TEXT FOR ANALYSIS ->
[Start of section]
Annual Diocesan Appeal is under way; seeks $6,216,000 to support ministries
When the 2016 Annual Diocesan Appeal opens this weekend in parishes around the Diocese of Peoria seeking funding for diocesan ministries, it will also educate on mercy and stewardship — with a special focus on the next generation of Catholics.
“Blessed are the Merciful” is the theme of this year’s appeal, to be conducted in most parishes April 9-10. The goal is $6,216,000.
“Your sacrificial giving makes the spiritual and corporal works of mercy a reality,” said Bishop Daniel R. Jenky, CSC, in a 12-minute promotional video to be shown during Masses this weekend. “You fund all those givers and servers that bring the Lord to everyone they meet.”
The video highlights six examples of diocesan ministries, using personal testimonies describing their impact on lives in central Illinois.
“Bishop Jenky doesn’t want any baby to go home from the hospital without their basic needs met,” explains Kay Gray, representing the Christ Child Society which supports new mothers in need at several locations in the diocese.
There are also testimonies by Catholic Charities Faith Community Nurse, a parish catechist, the mother of a priest regarding vocations support, and a couple assisted by the diocese’s marriage tribunal. A woman who underwent an abortion decades ago tells of the healing she and her husband experienced at a Rachel’s Vineyard retreat.
[End of section]
SUPPLIED MATERIAL ->
[Start of section]
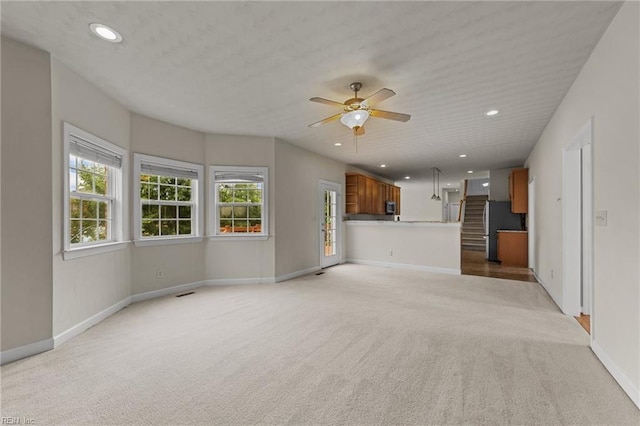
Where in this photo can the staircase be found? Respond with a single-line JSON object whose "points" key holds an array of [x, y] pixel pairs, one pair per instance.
{"points": [[472, 224]]}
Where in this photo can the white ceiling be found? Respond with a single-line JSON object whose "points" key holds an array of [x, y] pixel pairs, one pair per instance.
{"points": [[250, 68]]}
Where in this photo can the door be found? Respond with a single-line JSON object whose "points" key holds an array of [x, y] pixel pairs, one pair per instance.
{"points": [[330, 224]]}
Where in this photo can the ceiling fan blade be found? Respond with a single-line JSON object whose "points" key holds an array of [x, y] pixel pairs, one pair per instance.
{"points": [[326, 120], [379, 96], [327, 102], [390, 115]]}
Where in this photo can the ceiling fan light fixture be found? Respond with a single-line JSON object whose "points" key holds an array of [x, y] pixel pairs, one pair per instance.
{"points": [[355, 119]]}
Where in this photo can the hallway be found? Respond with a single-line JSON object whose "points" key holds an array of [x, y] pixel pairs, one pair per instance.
{"points": [[475, 263]]}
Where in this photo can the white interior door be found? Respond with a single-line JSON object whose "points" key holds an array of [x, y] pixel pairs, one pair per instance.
{"points": [[330, 224]]}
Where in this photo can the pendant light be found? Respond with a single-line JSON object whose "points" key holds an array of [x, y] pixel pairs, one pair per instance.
{"points": [[433, 197]]}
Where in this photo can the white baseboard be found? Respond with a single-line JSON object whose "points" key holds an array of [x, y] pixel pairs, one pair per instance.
{"points": [[624, 382], [25, 351], [425, 268], [236, 281], [165, 291], [296, 274], [89, 322]]}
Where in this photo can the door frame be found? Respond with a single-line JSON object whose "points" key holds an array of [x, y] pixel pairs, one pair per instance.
{"points": [[577, 224], [337, 188]]}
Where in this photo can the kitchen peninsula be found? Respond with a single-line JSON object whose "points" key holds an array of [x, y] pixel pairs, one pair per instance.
{"points": [[428, 246]]}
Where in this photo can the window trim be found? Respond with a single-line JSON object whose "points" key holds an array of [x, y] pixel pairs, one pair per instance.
{"points": [[117, 179], [138, 240], [213, 219]]}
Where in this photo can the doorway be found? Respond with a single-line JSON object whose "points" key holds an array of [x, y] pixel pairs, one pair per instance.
{"points": [[330, 224], [577, 223]]}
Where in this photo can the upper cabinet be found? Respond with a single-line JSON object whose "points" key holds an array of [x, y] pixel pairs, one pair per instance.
{"points": [[365, 195], [519, 190]]}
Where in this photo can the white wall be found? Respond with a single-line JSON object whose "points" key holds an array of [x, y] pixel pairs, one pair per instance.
{"points": [[297, 176], [416, 202], [426, 246], [85, 286], [26, 196], [179, 263], [241, 259], [607, 89]]}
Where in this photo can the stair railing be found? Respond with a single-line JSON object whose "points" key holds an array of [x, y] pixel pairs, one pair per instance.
{"points": [[463, 203]]}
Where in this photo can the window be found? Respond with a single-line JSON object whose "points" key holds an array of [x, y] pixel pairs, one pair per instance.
{"points": [[240, 201], [93, 190], [168, 198]]}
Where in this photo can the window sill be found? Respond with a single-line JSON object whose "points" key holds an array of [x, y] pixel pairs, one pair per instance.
{"points": [[249, 237], [166, 241], [92, 250]]}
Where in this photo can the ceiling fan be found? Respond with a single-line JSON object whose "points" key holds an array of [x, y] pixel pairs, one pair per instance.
{"points": [[355, 111]]}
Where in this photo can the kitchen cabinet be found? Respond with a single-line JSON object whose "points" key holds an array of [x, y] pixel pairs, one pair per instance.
{"points": [[513, 248], [365, 195], [519, 190]]}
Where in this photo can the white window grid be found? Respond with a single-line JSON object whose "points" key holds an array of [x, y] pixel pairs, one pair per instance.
{"points": [[113, 196], [216, 204], [174, 169]]}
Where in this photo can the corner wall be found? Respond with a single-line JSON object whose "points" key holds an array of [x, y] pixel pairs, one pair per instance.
{"points": [[608, 90], [241, 260], [27, 299], [85, 286], [298, 173], [180, 263]]}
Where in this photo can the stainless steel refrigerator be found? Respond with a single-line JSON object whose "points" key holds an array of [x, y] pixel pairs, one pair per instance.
{"points": [[497, 216]]}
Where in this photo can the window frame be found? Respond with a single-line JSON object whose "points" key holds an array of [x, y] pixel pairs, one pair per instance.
{"points": [[214, 220], [116, 178], [198, 202]]}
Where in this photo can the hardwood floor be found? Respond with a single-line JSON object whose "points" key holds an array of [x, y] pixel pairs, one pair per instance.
{"points": [[475, 263], [585, 322]]}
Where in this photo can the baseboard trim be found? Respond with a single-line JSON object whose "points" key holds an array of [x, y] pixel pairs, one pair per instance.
{"points": [[35, 348], [435, 269], [296, 274], [627, 386], [239, 281], [165, 291], [77, 329]]}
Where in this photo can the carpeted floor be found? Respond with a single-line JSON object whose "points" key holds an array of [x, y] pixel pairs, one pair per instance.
{"points": [[357, 345]]}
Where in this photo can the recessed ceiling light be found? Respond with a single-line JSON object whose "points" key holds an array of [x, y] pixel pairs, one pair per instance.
{"points": [[105, 32]]}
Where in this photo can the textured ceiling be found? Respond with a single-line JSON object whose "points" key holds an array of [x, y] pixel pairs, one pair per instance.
{"points": [[250, 68]]}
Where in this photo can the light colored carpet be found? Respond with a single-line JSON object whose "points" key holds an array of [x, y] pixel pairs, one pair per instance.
{"points": [[357, 345]]}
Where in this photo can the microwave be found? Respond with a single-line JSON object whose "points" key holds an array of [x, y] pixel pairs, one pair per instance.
{"points": [[390, 207]]}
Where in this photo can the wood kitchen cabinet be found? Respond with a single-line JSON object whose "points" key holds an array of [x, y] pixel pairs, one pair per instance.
{"points": [[519, 190], [513, 248], [365, 195]]}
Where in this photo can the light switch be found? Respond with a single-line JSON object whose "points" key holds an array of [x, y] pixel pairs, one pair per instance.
{"points": [[601, 218]]}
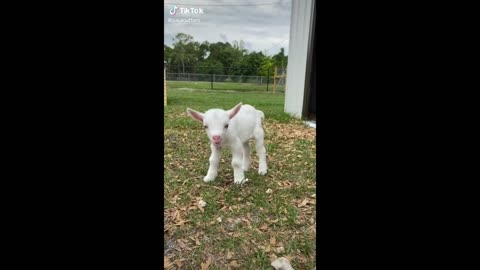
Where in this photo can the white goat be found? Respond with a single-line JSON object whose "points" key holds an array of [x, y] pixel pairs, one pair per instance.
{"points": [[233, 128]]}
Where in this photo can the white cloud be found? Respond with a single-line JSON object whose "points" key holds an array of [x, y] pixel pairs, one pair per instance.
{"points": [[260, 27]]}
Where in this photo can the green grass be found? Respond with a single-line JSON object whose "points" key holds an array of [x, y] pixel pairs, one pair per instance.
{"points": [[250, 217], [244, 87]]}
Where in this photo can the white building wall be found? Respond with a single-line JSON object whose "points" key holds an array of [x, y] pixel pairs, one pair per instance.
{"points": [[300, 32]]}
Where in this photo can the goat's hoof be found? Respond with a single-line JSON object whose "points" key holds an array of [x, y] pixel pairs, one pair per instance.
{"points": [[208, 178], [239, 182], [262, 171]]}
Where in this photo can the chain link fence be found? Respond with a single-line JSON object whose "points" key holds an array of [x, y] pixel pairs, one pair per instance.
{"points": [[226, 82]]}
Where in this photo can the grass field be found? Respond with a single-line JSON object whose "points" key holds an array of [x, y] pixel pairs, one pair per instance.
{"points": [[224, 86], [241, 227]]}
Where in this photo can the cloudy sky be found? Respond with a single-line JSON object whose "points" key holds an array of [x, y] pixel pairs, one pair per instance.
{"points": [[262, 25]]}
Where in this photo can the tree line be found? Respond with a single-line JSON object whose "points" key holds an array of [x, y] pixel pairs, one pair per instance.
{"points": [[189, 56]]}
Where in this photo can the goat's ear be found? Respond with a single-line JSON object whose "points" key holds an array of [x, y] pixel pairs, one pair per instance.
{"points": [[195, 115], [235, 110]]}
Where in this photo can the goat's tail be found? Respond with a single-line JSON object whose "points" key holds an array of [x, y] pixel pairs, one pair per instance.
{"points": [[262, 116]]}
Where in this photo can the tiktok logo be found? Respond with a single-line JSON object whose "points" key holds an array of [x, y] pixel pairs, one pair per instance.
{"points": [[173, 11]]}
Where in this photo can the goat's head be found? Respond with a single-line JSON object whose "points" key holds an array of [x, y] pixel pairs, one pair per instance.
{"points": [[215, 122]]}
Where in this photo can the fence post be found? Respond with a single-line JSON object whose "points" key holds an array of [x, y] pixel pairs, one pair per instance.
{"points": [[275, 80], [164, 84], [268, 77]]}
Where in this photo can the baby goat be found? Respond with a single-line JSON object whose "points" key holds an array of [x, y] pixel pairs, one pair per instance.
{"points": [[233, 128]]}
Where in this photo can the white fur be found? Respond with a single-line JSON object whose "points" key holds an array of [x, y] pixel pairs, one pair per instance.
{"points": [[244, 123]]}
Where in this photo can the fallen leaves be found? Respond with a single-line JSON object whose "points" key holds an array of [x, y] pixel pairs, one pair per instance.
{"points": [[235, 217], [282, 264], [206, 264]]}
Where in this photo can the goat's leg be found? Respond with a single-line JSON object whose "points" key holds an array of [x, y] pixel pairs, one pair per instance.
{"points": [[214, 160], [258, 134], [237, 160], [246, 156]]}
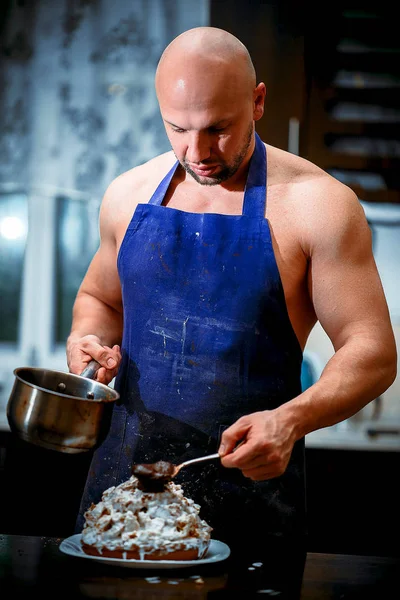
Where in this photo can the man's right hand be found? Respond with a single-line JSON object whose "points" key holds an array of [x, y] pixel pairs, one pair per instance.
{"points": [[80, 351]]}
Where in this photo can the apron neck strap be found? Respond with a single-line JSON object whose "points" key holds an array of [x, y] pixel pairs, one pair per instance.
{"points": [[161, 190], [255, 193]]}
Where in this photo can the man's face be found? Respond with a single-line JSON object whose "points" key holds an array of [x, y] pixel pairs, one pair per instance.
{"points": [[210, 134]]}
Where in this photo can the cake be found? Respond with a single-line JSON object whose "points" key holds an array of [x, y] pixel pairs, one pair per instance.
{"points": [[130, 523]]}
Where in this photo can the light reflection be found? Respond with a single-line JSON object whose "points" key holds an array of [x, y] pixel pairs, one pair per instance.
{"points": [[12, 228]]}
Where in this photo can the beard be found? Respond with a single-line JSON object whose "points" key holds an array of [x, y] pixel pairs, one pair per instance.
{"points": [[227, 169]]}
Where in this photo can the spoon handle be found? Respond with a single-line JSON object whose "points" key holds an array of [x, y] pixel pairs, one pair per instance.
{"points": [[199, 459]]}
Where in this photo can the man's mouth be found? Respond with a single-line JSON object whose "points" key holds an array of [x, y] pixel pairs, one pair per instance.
{"points": [[203, 170]]}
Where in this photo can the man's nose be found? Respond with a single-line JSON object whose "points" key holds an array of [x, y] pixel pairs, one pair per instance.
{"points": [[198, 148]]}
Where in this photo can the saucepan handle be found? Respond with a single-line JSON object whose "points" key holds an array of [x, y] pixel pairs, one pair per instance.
{"points": [[90, 371]]}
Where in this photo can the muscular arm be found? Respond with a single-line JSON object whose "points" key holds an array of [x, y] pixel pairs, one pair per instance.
{"points": [[97, 312], [349, 302]]}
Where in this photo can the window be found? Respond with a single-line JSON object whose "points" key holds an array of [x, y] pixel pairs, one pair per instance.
{"points": [[47, 240]]}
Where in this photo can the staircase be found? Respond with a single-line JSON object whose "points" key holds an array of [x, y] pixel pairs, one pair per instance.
{"points": [[352, 122]]}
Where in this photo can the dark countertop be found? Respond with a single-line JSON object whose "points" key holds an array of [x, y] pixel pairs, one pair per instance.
{"points": [[33, 566]]}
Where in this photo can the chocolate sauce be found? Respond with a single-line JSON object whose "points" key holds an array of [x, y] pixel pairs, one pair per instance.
{"points": [[153, 477]]}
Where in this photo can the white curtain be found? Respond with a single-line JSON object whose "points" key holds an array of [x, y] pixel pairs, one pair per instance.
{"points": [[77, 97]]}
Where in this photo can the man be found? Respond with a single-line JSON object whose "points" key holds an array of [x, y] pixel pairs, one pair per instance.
{"points": [[215, 262]]}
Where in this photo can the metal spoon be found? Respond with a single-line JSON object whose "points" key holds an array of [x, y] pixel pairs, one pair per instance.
{"points": [[154, 477]]}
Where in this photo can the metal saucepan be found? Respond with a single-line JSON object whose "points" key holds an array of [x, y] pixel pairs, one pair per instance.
{"points": [[60, 411]]}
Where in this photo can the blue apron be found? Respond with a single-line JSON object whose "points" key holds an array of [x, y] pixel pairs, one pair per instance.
{"points": [[206, 339]]}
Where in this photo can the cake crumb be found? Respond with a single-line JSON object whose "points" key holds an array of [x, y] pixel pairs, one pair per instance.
{"points": [[153, 579]]}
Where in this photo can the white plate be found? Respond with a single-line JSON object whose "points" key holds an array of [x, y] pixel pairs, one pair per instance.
{"points": [[217, 552]]}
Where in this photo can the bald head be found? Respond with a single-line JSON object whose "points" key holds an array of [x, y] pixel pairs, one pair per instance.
{"points": [[205, 56]]}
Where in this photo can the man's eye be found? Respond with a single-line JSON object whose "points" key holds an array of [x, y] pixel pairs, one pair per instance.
{"points": [[216, 129]]}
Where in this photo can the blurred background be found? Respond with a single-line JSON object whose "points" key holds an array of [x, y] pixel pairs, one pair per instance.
{"points": [[78, 107]]}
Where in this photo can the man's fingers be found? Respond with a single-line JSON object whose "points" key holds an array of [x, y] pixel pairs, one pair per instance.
{"points": [[230, 438]]}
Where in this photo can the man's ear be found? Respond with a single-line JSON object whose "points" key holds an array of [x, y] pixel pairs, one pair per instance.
{"points": [[258, 101]]}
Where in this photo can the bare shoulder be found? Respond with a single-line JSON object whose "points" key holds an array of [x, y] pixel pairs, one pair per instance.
{"points": [[137, 185], [317, 206]]}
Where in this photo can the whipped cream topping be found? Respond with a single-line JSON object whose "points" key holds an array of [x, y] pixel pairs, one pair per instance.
{"points": [[128, 518]]}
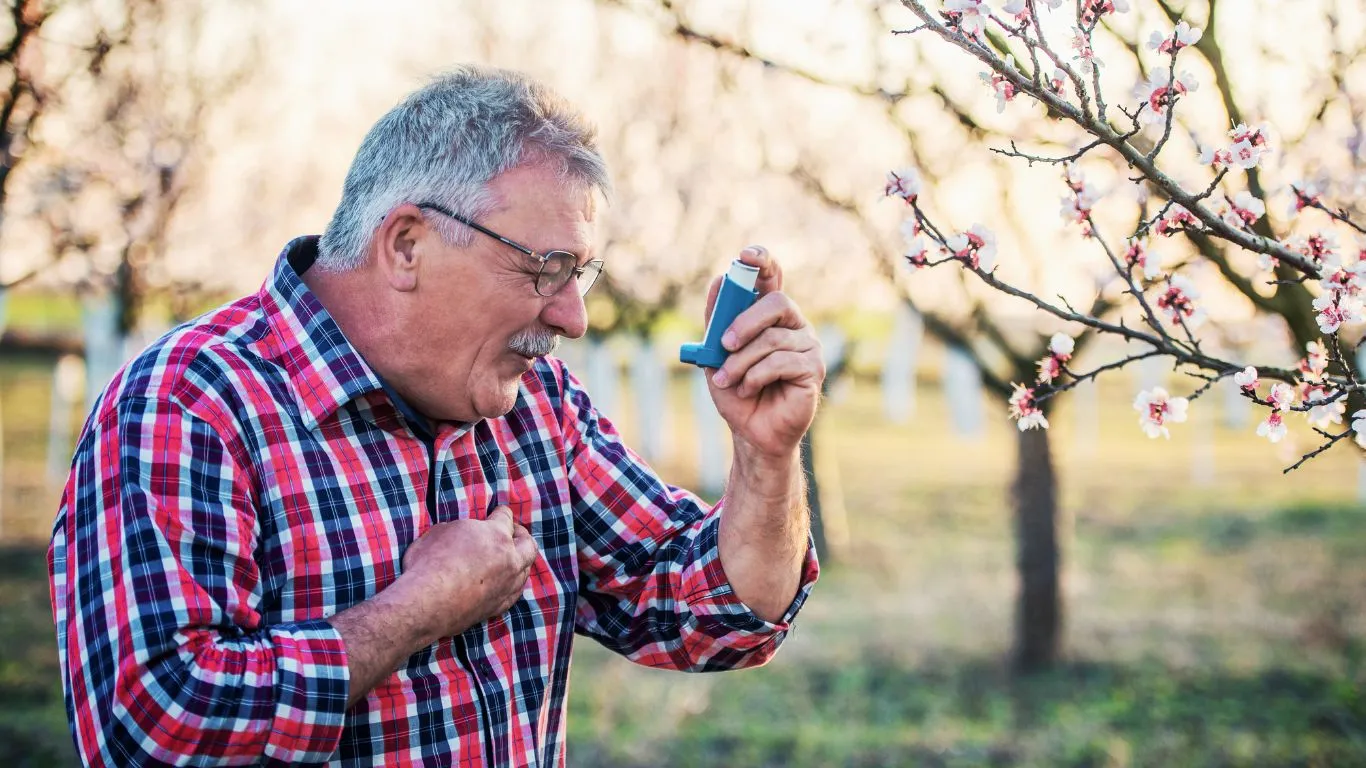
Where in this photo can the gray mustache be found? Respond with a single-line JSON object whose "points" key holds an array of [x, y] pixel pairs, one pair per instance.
{"points": [[533, 343]]}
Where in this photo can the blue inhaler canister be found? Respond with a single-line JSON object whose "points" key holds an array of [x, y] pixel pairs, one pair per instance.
{"points": [[736, 295]]}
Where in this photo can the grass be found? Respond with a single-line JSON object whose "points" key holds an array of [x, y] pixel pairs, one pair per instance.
{"points": [[1213, 607]]}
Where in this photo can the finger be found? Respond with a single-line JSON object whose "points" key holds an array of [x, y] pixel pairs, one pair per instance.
{"points": [[526, 548], [771, 273], [797, 368], [768, 312], [503, 518], [764, 345]]}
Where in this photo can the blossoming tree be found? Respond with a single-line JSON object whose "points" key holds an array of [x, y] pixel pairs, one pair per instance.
{"points": [[1149, 280], [1299, 269]]}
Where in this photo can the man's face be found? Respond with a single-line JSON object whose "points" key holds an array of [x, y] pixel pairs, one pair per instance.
{"points": [[478, 321]]}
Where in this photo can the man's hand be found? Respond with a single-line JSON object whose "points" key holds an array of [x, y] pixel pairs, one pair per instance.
{"points": [[771, 384], [458, 574], [767, 391], [467, 571]]}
[End of section]
WHAT THIS TASK INVOLVES -> Copy out the article on the 2016 Annual Diocesan Appeal in full, word for word, from its headline to its last sentence.

ANSWER TO THE EXERCISE ->
Annual Diocesan Appeal is under way; seeks $6,216,000 to support ministries
When the 2016 Annual Diocesan Appeal opens this weekend in parishes around the Diocese of Peoria seeking funding for diocesan ministries, it will also educate on mercy and stewardship — with a special focus on the next generation of Catholics.
“Blessed are the Merciful” is the theme of this year’s appeal, to be conducted in most parishes April 9-10. The goal is $6,216,000.
“Your sacrificial giving makes the spiritual and corporal works of mercy a reality,” said Bishop Daniel R. Jenky, CSC, in a 12-minute promotional video to be shown during Masses this weekend. “You fund all those givers and servers that bring the Lord to everyone they meet.”
The video highlights six examples of diocesan ministries, using personal testimonies describing their impact on lives in central Illinois.
“Bishop Jenky doesn’t want any baby to go home from the hospital without their basic needs met,” explains Kay Gray, representing the Christ Child Society which supports new mothers in need at several locations in the diocese.
There are also testimonies by Catholic Charities Faith Community Nurse, a parish catechist, the mother of a priest regarding vocations support, and a couple assisted by the diocese’s marriage tribunal. A woman who underwent an abortion decades ago tells of the healing she and her husband experienced at a Rachel’s Vineyard retreat.